## Task prompt
Nothing before the line containing "Task: where can the car" belongs in the answer; quote that line and all lines after it through the end of the material, word for word.

┌─ Data for processing

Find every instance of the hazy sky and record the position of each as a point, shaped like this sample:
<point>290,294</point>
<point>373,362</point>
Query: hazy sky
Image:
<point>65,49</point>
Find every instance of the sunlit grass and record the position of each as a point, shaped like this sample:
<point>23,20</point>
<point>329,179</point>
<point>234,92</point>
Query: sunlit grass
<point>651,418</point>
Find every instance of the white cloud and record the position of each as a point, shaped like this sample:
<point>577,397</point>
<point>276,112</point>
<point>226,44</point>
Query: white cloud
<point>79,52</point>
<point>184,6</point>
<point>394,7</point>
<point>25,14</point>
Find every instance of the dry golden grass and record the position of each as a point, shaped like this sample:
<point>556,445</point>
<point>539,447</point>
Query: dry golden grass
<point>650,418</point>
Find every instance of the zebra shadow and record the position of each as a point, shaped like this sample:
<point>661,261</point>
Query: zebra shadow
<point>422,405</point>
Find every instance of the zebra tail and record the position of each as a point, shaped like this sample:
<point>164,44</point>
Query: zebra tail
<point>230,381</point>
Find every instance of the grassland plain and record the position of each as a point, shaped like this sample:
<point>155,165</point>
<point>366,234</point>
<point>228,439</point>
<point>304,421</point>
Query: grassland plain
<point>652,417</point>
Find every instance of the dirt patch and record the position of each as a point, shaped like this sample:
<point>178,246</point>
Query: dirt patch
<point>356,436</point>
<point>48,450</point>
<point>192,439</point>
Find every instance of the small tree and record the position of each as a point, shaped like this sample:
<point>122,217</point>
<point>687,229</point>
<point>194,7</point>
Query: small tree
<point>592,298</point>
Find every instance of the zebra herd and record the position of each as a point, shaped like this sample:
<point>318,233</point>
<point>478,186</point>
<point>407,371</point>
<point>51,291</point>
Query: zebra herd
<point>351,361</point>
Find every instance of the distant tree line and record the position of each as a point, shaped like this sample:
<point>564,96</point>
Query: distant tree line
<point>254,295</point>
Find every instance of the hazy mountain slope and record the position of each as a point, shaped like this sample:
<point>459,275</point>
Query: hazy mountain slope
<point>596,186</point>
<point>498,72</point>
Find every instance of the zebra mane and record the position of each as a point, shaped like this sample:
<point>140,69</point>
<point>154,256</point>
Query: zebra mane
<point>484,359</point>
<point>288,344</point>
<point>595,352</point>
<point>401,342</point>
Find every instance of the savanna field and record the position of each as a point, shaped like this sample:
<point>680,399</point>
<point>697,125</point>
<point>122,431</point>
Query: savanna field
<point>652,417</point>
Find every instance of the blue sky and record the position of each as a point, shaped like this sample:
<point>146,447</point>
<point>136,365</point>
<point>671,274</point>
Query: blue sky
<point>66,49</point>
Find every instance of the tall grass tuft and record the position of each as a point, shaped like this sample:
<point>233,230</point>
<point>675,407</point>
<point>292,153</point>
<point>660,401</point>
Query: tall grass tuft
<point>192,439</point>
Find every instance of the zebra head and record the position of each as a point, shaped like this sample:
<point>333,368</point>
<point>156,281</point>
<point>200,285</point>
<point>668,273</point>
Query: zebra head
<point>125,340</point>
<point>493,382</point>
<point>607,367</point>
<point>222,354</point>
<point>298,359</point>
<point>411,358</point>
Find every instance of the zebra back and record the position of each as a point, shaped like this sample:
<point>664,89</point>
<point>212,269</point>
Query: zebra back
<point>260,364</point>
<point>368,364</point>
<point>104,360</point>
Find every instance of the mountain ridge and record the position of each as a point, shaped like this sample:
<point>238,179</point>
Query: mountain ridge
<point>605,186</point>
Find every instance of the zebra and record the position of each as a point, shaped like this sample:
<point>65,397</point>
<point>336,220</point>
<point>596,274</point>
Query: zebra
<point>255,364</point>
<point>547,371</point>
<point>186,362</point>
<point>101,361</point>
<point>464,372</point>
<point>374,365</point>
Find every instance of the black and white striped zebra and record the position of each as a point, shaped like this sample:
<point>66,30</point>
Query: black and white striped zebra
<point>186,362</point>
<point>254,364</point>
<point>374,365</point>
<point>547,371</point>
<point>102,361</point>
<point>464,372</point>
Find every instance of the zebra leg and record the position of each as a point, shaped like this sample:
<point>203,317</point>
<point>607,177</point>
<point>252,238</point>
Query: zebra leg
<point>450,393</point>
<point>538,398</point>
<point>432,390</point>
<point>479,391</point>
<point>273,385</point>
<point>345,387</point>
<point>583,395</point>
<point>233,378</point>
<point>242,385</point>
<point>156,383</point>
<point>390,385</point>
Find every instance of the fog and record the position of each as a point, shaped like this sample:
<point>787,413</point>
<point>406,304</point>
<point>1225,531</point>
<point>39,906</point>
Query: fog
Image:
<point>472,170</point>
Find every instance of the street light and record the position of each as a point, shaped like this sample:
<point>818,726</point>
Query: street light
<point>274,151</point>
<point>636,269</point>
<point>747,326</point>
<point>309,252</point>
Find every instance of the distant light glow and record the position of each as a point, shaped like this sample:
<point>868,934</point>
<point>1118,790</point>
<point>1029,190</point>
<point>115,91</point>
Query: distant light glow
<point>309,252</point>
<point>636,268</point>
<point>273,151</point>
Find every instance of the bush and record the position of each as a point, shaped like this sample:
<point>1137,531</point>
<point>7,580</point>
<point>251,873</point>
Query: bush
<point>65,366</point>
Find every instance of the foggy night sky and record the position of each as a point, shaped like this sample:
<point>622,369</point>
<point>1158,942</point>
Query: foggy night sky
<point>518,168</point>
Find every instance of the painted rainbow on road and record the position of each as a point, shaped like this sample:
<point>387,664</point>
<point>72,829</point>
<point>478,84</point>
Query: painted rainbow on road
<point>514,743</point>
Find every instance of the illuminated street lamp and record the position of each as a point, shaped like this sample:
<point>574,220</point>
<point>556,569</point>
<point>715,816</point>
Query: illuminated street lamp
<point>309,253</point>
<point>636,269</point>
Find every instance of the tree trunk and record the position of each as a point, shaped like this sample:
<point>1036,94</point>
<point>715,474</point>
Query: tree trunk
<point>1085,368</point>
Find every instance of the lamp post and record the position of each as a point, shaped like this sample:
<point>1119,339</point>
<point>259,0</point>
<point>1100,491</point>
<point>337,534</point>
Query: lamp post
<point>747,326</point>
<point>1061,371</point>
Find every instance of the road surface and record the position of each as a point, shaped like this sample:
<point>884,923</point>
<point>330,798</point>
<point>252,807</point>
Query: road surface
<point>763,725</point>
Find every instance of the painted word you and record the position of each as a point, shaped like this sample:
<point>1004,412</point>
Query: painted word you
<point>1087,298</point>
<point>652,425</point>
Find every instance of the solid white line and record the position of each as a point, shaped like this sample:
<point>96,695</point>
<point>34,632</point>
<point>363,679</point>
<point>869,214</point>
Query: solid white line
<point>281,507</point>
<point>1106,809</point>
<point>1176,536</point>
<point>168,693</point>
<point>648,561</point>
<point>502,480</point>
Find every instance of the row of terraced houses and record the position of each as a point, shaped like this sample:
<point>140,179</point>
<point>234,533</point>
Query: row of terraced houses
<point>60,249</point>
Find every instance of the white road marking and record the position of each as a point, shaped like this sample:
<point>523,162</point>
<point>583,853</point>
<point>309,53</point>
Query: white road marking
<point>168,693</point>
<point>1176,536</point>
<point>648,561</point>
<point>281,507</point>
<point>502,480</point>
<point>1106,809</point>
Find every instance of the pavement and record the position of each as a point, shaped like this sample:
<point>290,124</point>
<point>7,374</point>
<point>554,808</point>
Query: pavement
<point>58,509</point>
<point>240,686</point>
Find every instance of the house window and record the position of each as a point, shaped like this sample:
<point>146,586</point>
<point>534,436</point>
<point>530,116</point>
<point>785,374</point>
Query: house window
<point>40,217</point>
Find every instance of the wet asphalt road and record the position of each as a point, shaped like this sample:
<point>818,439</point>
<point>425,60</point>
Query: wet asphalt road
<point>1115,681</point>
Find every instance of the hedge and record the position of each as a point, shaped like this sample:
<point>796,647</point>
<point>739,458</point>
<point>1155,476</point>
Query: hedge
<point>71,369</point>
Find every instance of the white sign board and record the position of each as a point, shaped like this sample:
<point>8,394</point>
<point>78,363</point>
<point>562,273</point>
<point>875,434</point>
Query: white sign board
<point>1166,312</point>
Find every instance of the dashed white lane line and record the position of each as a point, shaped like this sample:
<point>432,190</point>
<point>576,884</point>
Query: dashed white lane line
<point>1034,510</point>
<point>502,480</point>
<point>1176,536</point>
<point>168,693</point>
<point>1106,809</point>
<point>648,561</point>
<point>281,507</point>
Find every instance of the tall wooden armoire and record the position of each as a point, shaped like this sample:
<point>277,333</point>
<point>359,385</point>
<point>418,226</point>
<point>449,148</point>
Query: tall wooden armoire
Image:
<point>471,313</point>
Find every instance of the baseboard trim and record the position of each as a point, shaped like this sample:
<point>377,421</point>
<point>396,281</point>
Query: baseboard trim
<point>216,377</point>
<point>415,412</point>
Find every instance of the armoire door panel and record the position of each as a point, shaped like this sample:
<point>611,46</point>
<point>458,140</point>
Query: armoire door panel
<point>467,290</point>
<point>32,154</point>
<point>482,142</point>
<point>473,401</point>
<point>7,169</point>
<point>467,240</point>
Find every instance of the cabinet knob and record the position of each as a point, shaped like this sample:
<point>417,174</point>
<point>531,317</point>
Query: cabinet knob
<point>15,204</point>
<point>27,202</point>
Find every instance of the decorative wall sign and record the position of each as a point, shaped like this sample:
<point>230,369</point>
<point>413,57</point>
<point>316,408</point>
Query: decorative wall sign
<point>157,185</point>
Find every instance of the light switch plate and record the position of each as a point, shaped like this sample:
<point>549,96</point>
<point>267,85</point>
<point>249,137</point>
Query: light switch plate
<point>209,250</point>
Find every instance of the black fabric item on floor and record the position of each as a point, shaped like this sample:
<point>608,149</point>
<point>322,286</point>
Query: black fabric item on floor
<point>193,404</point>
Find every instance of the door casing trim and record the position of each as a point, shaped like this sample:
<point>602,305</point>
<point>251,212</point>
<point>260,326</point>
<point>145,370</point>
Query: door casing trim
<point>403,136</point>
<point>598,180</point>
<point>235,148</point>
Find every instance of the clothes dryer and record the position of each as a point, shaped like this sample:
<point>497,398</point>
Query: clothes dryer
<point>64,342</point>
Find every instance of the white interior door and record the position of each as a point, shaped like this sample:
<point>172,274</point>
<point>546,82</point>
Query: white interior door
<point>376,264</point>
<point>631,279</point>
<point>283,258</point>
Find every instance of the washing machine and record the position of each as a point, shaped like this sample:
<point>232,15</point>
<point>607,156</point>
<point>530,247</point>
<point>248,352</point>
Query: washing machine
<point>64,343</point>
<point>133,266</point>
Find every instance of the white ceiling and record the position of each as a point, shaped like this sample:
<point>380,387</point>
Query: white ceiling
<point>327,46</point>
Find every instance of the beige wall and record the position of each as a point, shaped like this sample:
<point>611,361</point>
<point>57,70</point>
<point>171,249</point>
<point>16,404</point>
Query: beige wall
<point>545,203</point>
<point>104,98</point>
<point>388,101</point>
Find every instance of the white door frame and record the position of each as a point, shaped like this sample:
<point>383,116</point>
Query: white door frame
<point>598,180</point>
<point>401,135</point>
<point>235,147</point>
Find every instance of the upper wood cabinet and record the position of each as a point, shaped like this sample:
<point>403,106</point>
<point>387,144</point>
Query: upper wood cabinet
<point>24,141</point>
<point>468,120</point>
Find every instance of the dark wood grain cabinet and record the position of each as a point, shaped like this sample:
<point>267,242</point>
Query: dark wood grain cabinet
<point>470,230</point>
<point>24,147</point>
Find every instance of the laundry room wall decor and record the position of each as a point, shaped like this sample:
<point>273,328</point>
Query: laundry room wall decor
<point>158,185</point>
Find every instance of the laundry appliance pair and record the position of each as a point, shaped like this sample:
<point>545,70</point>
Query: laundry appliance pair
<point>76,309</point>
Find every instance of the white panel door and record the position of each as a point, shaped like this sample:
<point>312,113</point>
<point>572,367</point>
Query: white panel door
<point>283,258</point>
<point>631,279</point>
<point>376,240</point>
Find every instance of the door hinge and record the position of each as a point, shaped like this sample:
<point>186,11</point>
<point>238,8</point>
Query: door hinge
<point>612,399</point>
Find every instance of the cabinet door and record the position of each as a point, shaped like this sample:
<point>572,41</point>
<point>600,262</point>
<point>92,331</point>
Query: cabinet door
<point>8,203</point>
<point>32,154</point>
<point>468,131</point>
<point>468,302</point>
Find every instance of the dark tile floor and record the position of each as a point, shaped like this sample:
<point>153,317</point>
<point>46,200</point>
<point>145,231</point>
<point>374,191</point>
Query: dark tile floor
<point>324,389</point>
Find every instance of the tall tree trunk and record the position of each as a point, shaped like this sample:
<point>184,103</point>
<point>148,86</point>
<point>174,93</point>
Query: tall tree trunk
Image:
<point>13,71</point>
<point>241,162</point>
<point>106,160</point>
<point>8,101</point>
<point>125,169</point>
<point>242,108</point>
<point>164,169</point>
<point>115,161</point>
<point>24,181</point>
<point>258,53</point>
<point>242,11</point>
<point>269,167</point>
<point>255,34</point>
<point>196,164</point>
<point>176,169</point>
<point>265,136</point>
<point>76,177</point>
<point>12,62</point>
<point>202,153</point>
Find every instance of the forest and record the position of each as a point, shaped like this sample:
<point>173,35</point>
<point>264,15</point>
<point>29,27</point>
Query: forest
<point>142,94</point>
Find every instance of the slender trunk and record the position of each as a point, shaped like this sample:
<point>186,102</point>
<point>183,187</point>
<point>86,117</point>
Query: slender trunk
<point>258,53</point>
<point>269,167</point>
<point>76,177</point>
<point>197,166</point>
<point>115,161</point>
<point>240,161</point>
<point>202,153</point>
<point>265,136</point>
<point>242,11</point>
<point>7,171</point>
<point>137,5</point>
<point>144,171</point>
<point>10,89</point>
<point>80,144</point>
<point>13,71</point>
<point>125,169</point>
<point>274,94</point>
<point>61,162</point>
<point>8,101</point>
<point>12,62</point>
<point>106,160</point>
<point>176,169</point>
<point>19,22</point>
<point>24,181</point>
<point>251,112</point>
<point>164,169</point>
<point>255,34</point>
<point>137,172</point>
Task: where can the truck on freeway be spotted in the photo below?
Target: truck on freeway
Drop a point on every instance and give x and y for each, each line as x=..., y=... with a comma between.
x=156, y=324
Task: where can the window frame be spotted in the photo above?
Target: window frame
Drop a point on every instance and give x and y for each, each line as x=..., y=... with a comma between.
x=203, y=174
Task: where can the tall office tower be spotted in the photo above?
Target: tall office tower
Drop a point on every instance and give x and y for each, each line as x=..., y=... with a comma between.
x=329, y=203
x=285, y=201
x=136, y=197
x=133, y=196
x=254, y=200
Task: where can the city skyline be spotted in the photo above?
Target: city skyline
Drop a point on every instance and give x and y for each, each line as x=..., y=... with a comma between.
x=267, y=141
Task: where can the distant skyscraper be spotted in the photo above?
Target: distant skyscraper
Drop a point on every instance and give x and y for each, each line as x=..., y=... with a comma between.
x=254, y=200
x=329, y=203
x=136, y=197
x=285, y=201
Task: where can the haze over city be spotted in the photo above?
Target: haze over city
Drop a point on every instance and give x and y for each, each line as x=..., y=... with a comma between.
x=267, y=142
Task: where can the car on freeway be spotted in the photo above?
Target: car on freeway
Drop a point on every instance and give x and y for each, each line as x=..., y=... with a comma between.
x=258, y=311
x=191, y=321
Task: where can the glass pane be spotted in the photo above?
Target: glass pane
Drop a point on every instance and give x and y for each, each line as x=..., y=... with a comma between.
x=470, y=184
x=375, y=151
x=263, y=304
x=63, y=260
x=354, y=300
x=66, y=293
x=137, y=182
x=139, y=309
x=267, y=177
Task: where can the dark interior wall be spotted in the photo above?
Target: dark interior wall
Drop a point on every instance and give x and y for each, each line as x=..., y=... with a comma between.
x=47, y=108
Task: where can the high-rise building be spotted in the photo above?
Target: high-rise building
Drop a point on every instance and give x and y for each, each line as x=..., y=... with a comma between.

└─

## Exercise answer
Task: where can the car on freeway be spotted in the photo above?
Target: car on freeway
Drop a point on every instance and give x and y for each, each line as x=..., y=... with a comma between.
x=258, y=311
x=191, y=321
Task: where can the glass pane be spotted in the photo above?
Target: glass pane
Drop a point on every instance and give x and y for each, each line as x=..., y=... with a comma between.
x=470, y=184
x=375, y=151
x=263, y=304
x=63, y=260
x=354, y=300
x=66, y=293
x=137, y=182
x=139, y=309
x=267, y=177
Task: where can the dark interior wall be spotted in the photo above?
Target: dark interior wall
Drop a point on every instance and give x and y for each, each line as x=..., y=... with a comma between.
x=47, y=108
Task: where can the high-rise building be spotted in the photo above?
Target: high-rise building
Drop a point on every instance and give x and y for each, each line as x=..., y=... with a comma between.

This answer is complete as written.